> _原文_:

レビューメディア「ジグソー」

PC-Triple CとStage3鏡面加工との相性の良さ

前回掲載したKS-Stage123EVO.IIの鏡面加工のレベルをStage1からStage3に向上させただけの製品です。使われているPC-Triple C単線やEVO.IIハンダなど、素材は全くの同一品です。

 

 

 

 

 

 

尤もこの鏡面加工こそKS-Remastaの上位製品の生命線ともいえるものであり、この鏡面加工による音質面でのメリットは実際に音を聴いたアナログオーディオファンが広く認めるものです。当然手間と技術が要求される加工を施すだけに、価格もKS-Stage123EVO.IIの16,500円に対してKS-Stage323EVO.IIは38,500円と大幅に上昇します。

 

 

 

 

 

 

 

 

 

 

 

 

 

 

 

 

 

 

 

ここからは写真にある通り、試聴に際して組み合わせるカートリッジはaudio-technica AT-OC9ML/II+Ortofon LH2000となります。さすがにこの辺りまで来ると繊細さがあまり表現されないNAGAOKA JT-80LBではちょっと厳しくなってきますので…。

 

 

 

 

 

更新: 2025/09/02
総評

Stage3の「緩さ」がむしろ好相性

AT-OC9ML/IIとの組み合わせで以下の4曲を聴きました。

 

 

・10 Miles / Champlin Williams Friestedt (アルバム「CWF 2」収録)

 

 

 

 

 

・Fields Of Gold / Eva Cassidy (アルバム「The Best Of Eva Cassidy」収録)

 

 

 

 

 

 

 

・First Time / David Paich (アルバム「Forgotten Toys」収録)

> _指示 1_:
次の(a)〜(c)がKS-Stage323EVO.IIのレビューの内容と合っているかを、それぞれ「はい」か「いいえ」で答えよ。判断の根拠となる箇所をレビューから正確に引用すること。
(a) KS-Stage323EVO.IIは、KS-Stage123EVO.IIとは異なる素材で作られている。
(b) KS-Stage323EVO.IIの価格は38,500円である。
(c) 試聴では、カートリッジにNAGAOKA JT-80LBを組み合わせている。
> _指示 2_:
KS-Stage323EVO.IIのレビューを、最後に示された文の後から書き進めよ。

> _記録情報_:
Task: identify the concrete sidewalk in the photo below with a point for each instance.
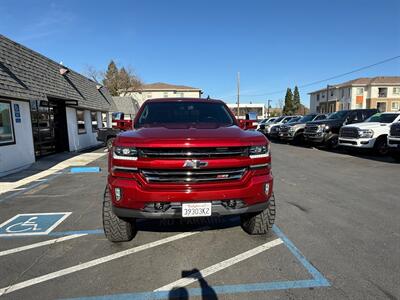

> _解答 1_:
(a) いいえ。「使われているPC-Triple C単線やEVO.IIハンダなど、素材は全くの同一品です。」
(b) はい。「KS-Stage323EVO.IIは38,500円と大幅に上昇します。」
(c) いいえ。「組み合わせるカートリッジはaudio-technica AT-OC9ML/II+Ortofon LH2000となります。」

> _解答 2_:
 

 

 

 

・Shostakovich: 3 Duets for 2 Violins and Piano, Op. 97D: I. Prelude / David Garrett feat.Itzhak Perlman (アルバム「ICONIC」収録)

 

 

 

 

 

 

 

まずは「10 Miles」から。

 

先に聴いたKS-LW-1500STDやKS-Stage123EVO.IIでは、PC-Triple C単線の固有のキャラクターと思われる、独特の明るさと硬さが強く感じられました。このKS-Stage323EVO.IIもやはり音色は明るいのですが、前述の2モデルほどの硬さが感じられません。

 

実は以前のKS-Remasta製品のレビューでも触れているのですが、鏡面加工Stage3を施したモデルは、他と比べて主に低域方向がやや緩くなり、ベースラインなどが膨らむ傾向が聴き取れました。

 

 

 

 

 

 

 

 

 

 

 

 

 

 

 

KS-Stage323EVO.IIでも恐らく同様の方向の音色となっているのでしょう。やはりベースラインがやや柔らかめの音色となりますし、中低域の量自体も増しています。ただ、過去の製品ではちょっと緩さが気になるという印象だったのですが、PC-Triple C単線を採用するKS-Stage323EVO.IIではむしろ過度の硬さが取れて良いバランスとなったように感じられます。ジョセフ・ウイリアムズの声も硬さを感じるというほどでは無く、少し若いかなという程度に収まっています。前奏のギターソロももう少しこってりしていても良いかなとは思いますが、音色にキツさは感じられません。OFC単線Stage2加工のKS-Stage221EVO.II比では音場がもう少しずつ外に拡がり、音場の見通しも鮮明に感じられます。

 

 

続いて「Fields Of Gold」です。

 

こちらはやはり一聴してKS-Stage221EVO.II比で声が明るく感じられます。曲調を考えればもう少し声がしっとりしていた方が自然です。その意味ではKS-Stage221EVO.IIの方が好バランスと感じられますが、エコーの豊かさや間奏のギターの弦の質感はKS-Stage323EVO.IIの方が上位らしいところを見せてくれます。エコー成分はグレードの上下を見るのに判りやすく、KS-Stage323EVO.IIの方が量が多く、より広い空間に拡がっているように感じられるのです。

 

 

次は「First Time」です。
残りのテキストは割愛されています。